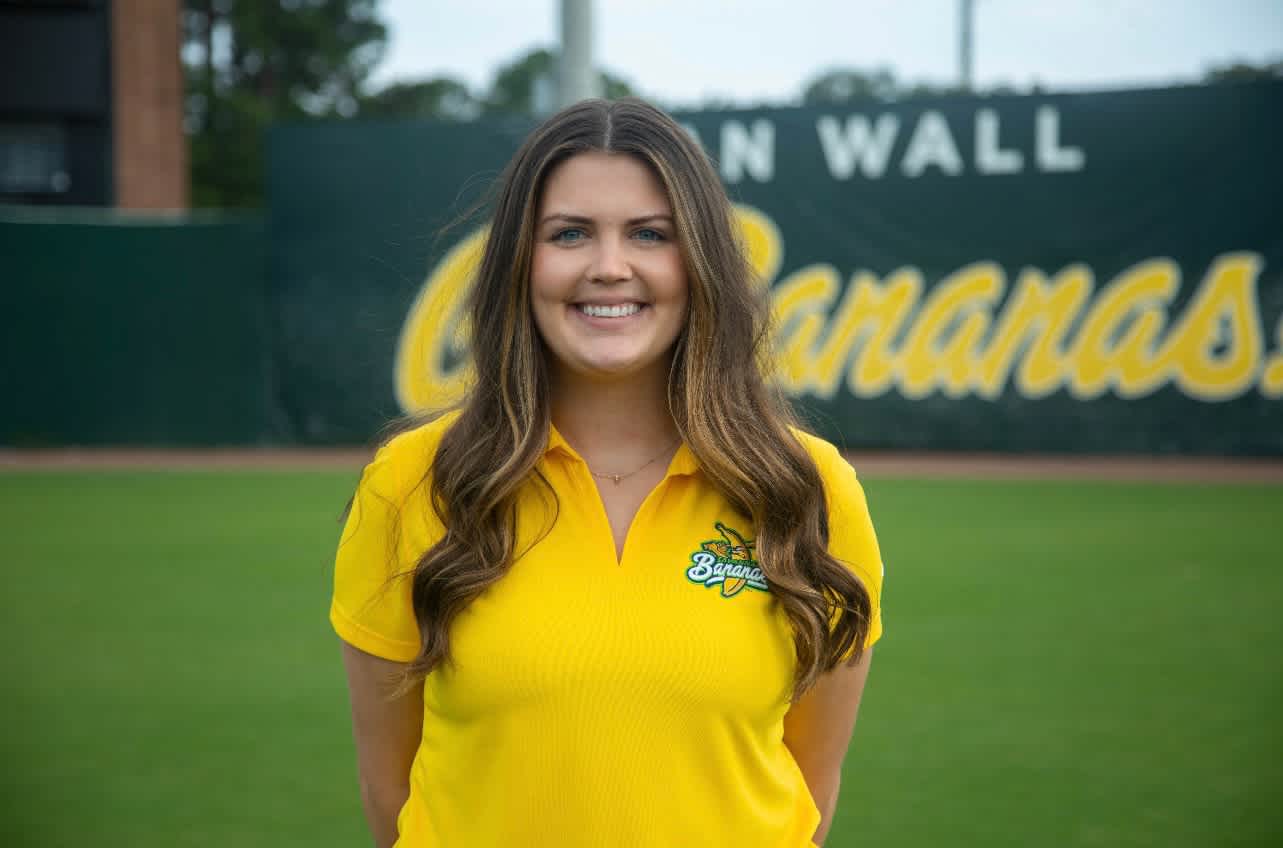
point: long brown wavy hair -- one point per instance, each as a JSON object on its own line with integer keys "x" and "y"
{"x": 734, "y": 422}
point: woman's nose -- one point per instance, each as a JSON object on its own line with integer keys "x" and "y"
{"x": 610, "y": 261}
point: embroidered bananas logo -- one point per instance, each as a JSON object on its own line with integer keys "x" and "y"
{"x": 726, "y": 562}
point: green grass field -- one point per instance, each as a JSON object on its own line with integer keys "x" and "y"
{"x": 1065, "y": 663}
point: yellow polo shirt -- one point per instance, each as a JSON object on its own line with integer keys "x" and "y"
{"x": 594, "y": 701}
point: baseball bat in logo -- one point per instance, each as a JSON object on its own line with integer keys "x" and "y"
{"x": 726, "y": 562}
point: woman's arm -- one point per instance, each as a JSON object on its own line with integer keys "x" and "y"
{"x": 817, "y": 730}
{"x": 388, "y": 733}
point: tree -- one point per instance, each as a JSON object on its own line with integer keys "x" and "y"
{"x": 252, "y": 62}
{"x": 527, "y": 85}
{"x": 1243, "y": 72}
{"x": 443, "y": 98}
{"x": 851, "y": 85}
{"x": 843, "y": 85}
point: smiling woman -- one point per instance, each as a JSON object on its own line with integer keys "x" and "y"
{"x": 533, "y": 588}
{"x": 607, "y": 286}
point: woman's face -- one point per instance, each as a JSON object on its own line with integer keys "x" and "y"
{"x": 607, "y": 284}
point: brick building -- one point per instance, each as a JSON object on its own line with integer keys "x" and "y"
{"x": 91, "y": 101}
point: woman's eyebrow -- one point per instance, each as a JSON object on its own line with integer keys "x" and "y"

------------------------------------

Return every entry word for word, but drop any pictures.

point: long brown wavy hair -- one point per instance, each as a JSON object on its own line with integer keys "x" and "y"
{"x": 734, "y": 422}
point: woman's nose -- one point per instance, each as a JSON object on its own line with integer keys "x" and "y"
{"x": 610, "y": 261}
point: embroidered bananas logo -- one point per instance, each as a JSON object on its own line with integer keys "x" and "y"
{"x": 726, "y": 562}
point: green grass field -- one point per instance, each as a JSON object on its own line with integer keys "x" and "y"
{"x": 1065, "y": 663}
point: yellow polo shirt -- one point per instance, each as a JSON object on its own line with integer keys "x" and "y"
{"x": 594, "y": 701}
point: baseball bat in logo -- one point per instance, each as a JSON object on its own line with integer keys "x" and "y"
{"x": 726, "y": 562}
point: woman's arm -- one point per instance, each as a JSON object on its own line with integer keys "x" and "y"
{"x": 817, "y": 730}
{"x": 388, "y": 733}
point: tree -- one point per instance, each as a JSON object on its own line with integer keys "x" and "y"
{"x": 252, "y": 62}
{"x": 527, "y": 85}
{"x": 1243, "y": 72}
{"x": 443, "y": 98}
{"x": 851, "y": 85}
{"x": 843, "y": 85}
point: smiling woman -- one point per instance, each as a JSON object on its own line with integer keys "x" and "y"
{"x": 533, "y": 588}
{"x": 607, "y": 286}
point: woman's face -- one point per instance, each as a JSON object on its own line with integer keys "x" and "y"
{"x": 607, "y": 284}
point: brick building -- one point per instance, each as a JSON object on its own line with integer keys "x" and "y"
{"x": 91, "y": 101}
point: woman's eyebrow -- one point per instance, each as a JSON object on its own line with integer keys "x" and "y"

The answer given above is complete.